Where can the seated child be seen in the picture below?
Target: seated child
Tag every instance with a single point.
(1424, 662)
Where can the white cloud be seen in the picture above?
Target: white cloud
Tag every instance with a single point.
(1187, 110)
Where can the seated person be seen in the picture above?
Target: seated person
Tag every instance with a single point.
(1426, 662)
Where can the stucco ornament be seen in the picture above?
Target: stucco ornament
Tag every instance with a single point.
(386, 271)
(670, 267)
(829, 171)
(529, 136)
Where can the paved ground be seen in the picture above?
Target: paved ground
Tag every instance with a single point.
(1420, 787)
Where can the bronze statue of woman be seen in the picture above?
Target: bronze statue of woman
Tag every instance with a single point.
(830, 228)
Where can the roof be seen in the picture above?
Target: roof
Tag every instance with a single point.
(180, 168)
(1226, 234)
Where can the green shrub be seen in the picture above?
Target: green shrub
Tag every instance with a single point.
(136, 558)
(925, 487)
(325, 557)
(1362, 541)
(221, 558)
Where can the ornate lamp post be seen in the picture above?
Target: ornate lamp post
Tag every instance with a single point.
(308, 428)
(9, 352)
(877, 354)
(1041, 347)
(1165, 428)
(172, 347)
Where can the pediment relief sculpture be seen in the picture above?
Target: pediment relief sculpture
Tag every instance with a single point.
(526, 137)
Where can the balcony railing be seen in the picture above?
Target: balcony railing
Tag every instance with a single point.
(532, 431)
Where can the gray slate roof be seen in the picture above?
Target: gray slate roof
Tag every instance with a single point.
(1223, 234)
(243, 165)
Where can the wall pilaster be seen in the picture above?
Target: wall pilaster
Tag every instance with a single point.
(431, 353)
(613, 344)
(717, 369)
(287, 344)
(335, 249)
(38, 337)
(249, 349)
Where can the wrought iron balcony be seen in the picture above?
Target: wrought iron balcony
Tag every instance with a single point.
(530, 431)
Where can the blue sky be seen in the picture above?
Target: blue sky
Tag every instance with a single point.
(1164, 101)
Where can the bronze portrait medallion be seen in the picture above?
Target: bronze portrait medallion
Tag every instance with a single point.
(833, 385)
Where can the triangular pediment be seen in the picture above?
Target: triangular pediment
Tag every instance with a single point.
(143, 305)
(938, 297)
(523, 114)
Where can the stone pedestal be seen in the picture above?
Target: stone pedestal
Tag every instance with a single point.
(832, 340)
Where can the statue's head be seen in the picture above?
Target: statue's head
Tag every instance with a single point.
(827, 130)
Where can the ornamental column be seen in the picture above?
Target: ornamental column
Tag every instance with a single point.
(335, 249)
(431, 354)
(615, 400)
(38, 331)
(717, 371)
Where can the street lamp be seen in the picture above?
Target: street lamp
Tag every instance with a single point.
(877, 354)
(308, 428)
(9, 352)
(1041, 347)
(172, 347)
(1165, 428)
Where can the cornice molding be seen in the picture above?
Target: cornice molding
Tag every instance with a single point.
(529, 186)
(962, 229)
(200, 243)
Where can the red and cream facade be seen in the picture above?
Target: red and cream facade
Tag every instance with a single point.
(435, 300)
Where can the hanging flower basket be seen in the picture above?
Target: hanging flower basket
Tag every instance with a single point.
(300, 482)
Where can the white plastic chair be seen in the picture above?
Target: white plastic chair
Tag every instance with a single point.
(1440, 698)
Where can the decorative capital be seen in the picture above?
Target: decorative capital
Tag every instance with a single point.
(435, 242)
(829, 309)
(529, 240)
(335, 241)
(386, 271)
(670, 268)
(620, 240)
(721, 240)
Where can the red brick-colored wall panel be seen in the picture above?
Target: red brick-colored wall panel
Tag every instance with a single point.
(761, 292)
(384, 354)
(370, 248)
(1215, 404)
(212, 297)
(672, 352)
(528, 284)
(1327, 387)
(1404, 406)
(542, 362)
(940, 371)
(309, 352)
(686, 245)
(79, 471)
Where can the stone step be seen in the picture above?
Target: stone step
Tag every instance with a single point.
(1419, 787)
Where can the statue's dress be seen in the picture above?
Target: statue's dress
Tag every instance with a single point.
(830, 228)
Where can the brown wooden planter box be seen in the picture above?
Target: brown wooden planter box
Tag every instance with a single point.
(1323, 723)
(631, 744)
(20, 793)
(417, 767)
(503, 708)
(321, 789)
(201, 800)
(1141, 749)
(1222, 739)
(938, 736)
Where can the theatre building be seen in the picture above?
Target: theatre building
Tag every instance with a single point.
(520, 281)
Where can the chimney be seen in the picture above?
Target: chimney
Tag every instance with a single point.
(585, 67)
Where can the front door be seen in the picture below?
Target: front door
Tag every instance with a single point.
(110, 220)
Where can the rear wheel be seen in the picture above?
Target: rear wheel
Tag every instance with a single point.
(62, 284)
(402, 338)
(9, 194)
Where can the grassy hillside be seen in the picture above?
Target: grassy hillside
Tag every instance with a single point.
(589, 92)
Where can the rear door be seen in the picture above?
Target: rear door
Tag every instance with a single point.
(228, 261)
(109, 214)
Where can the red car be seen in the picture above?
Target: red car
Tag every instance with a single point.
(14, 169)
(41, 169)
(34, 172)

§ **Stated problem**: Each record above should be restated word for word.

§ **Exercise result**:
Where can the seated child be seen in the picture below?
Target: seated child
Tag every instance with a single point.
(1424, 662)
Where can the white cloud be seen in the picture above?
Target: white cloud
Tag every instance with a single point.
(1187, 110)
Where can the seated person be seen in the picture above?
Target: seated person
Tag every instance with a single point.
(1426, 662)
Where can the stucco ornament be seen in the picture above?
Target: stucco ornament
Tag every instance with a single point.
(386, 271)
(670, 267)
(829, 171)
(529, 136)
Where can the paved ground be seen in the picture above?
Target: paved ground
Tag every instance with a single point.
(1420, 787)
Where can the bronze statue of woman be seen in the picture above?
Target: bronze statue of woman
Tag every instance with a single point.
(830, 228)
Where can the roof be seen in the picture above?
Target: roof
Tag every instance with a single point.
(180, 168)
(1226, 234)
Where can the green shrub be seen in the picture above?
Target: green shrub
Tag every instance with a single point.
(136, 558)
(925, 487)
(325, 557)
(1362, 541)
(221, 558)
Where can the ornate lamp post be seen in the picture above?
Target: ornate lamp post
Tag every instance with a single point.
(308, 428)
(9, 352)
(877, 354)
(1041, 347)
(1165, 428)
(172, 347)
Where can the pediment relief sculpture be seen in the picture above?
Target: pediment relief sculpture
Tag every instance with a single point.
(526, 137)
Where can the balcony railing be seen in the picture above?
Target: balcony railing
Tag every instance with a single point.
(532, 431)
Where can the gray slate roof be seen in the picture above?
Target: gray slate roof
Tag every instance with a single point.
(1223, 234)
(243, 165)
Where can the wall pilaster be seen in the picture above?
Target: wall pilaster
Tag every instance with a single point.
(431, 353)
(613, 344)
(717, 369)
(287, 344)
(335, 249)
(38, 337)
(249, 349)
Where can the wrought iron balcony be seen in the picture above?
Target: wrought iron balcony
Tag every instance with a single point.
(530, 431)
Where can the blue sky be seen in the picture above?
Target: blue sky
Tag every instance with a single point.
(1164, 101)
Where can the bronze portrait medallion be seen in the picture above?
Target: bronze portrait medallion
Tag every instance with a single point.
(833, 385)
Where can the triangular pediment be seen in the picture above?
Target: triangular pediment
Tag every instance with a single point.
(143, 305)
(938, 297)
(523, 114)
Where can the stone pedestal be seen in the picture above?
Target: stone pedestal
Tag every instance with a single point.
(832, 340)
Where can the statue's head be seen in the picture above?
Target: statue's head
Tag every instance with a single point.
(827, 130)
Where can the ornamental column be seen in the picture above?
Target: ornamental column
Tag every instance with a single point.
(335, 249)
(431, 354)
(615, 400)
(38, 331)
(717, 371)
Where can the street lamp be seen in the picture above?
Target: street lamp
Tag every instance with a single point.
(877, 354)
(308, 428)
(9, 352)
(1041, 347)
(172, 347)
(1165, 428)
Where can the cornice molding be seen in the picture above?
Target: cornice molding
Tag every instance with a single point.
(529, 186)
(962, 229)
(200, 243)
Where can the red and cream facade be seen in the picture above?
Target: red and cream facade
Tag every instance with a single point.
(435, 300)
Where can the hanging flower basket be seen in the picture above?
Target: hanging flower basket
Tag every instance with a single point.
(300, 482)
Where can the white plastic chair be seen in the picture above?
Target: white plastic chair
Tag every instance with a single point.
(1440, 698)
Where can the decorative capital be seen in the picture above?
Target: decorative capital
Tag every instance with a single point.
(435, 242)
(829, 309)
(529, 240)
(335, 241)
(386, 271)
(670, 268)
(620, 240)
(721, 240)
Where can the red brick-colored wall panel be seen in the picture above?
Target: red brick-colored wall panel
Tag every instance with a single point.
(761, 292)
(384, 354)
(370, 248)
(1215, 404)
(212, 297)
(672, 352)
(528, 284)
(1327, 387)
(1404, 406)
(542, 362)
(940, 371)
(309, 352)
(686, 245)
(79, 471)
Where can the stone step be seen in the picture above?
Target: stone step
Tag every instance with a single point.
(1419, 787)
Where can the statue's dress be seen in the picture above?
Target: statue's dress
Tag every instance with a single point.
(830, 228)
Where can the brown wooden planter box be seen in the picture above?
Target: brown wooden planter box
Tag every instance with a single point.
(1323, 723)
(631, 744)
(20, 793)
(417, 767)
(503, 708)
(321, 789)
(201, 800)
(1141, 749)
(1222, 739)
(938, 736)
Where can the theatre building be seen in the picture above?
Target: theatre building
Tag every instance with a single point.
(520, 281)
Where can the chimney be seen in the picture above?
Target: chimney
Tag every instance with a single point.
(585, 67)
Where can the front door be seen in the picture below?
Target: front door
Tag every instance with a single point.
(110, 220)
Where can the rear wheel be seen in the picture above?
Target: rear wheel
Tag every instance with a single point.
(62, 284)
(402, 338)
(9, 194)
Where can the grassy hillside be seen in the picture above?
Target: grassy hillside
Tag every instance with a single point.
(589, 92)
Where can the rear door be seen in the picture above?
Target: rear door
Tag every instance with a single point.
(228, 261)
(109, 214)
Where can the red car be seen in the picture above?
Target: red car
Tag every instance with a single point.
(14, 169)
(41, 169)
(34, 172)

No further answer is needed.